* ABOUT THIS TASK
Translate into French the following sentence from the account of the 2007 helicopter crash near Lungi International Airport: "The government of Togo sent a six-person delegation to help with the investigation into the crash."

* SOURCE EXTRACT
◆ ◆ ◆ ◆ ◆ ◆ ◆

On 3 June 2007 a Mil Mi-8 helicopter operated by Paramount Airlines crashed near Lungi International Airport in Sierra Leone, killing approximately 20 to 22 people.

Background

In 2007, helicopter, hovercraft, and sea ferry were the only practical ways to travel between the airport and the capital, Freetown, which are separated by the Sierra Leone River as it meets the Atlantic Ocean.[2]

The passengers on board were Togolese football fans who were returning from watching their national team play that of Sierra Leone, and the two pilots were of Ukrainian origin. The passengers had chartered the aircraft specifically for the flight.[1]

Crash and emergency response

According to an eyewitness, both pilots jumped out immediately prior to the crash.[2] Later reports stated that 22 were killed, and that the Russian copilot was the only survivor.[3] The aircraft caught fire upon impact and was destroyed before firefighters were able to extinguish the flames.[2] According to airport witnesses the firefighters did not attend the scene until 40 minutes after the crash. The firefighter who had the keys to the fire truck was not at his station in the airport at the time. Airport staff had to douse the flames with buckets of water.

Investigation

The government of Togo sent a six-person delegation to help with the investigation into the crash. The majority of the dead were identified as Togolese football fans who had come to cheer their team's 1–0 victory over Sierra Leone at an African Cup of Nations qualifying match on Sunday. They included Togolese politician Richard Attipoe who was serving as Togo's minister of sports.[3]

Sierra Leone's Minister of transport and communications Dr Prince Harding as well as the two top aviation officials in the country lost their jobs as a result of the crash and a commission of enquiry has been set up.[citation needed]

References

  1. ^ a b Sierra Leone air crash kills 19BBC News – Published 4 June. Retrieved 7 June 2007.
  2. ^ a b c Crash in Sierra Leone kills at least 20. Macon.com. Published 3 June 2007. Retrieved 7 June 2007.
  3. ^ a b Togo awaiting report on Freetown helicopter crash. People's Daily. 31 July 2007.

◆ ◆ ◆ ◆ ◆ ◆ ◆

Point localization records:
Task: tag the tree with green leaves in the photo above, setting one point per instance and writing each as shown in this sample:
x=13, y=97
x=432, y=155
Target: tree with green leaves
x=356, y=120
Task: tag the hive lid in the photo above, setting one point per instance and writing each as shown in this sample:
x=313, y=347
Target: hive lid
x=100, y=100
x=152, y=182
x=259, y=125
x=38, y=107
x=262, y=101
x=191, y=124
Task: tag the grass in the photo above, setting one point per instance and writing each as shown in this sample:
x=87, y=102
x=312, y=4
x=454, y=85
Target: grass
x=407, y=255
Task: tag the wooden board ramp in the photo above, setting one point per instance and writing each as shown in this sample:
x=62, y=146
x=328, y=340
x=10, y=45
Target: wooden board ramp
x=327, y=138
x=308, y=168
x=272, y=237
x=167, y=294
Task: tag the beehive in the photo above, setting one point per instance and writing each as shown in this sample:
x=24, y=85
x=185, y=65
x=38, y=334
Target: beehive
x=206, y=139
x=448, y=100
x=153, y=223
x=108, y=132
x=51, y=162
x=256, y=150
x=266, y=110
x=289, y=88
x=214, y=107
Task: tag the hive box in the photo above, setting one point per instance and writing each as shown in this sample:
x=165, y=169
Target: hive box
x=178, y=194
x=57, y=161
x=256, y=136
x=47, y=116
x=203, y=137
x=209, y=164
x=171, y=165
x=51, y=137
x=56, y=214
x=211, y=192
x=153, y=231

◆ ◆ ◆ ◆ ◆ ◆ ◆

* YOUR SOLUTION
Le gouvernement du Togo a envoyé une délégation de six personnes pour contribuer à l'enquête sur l'accident.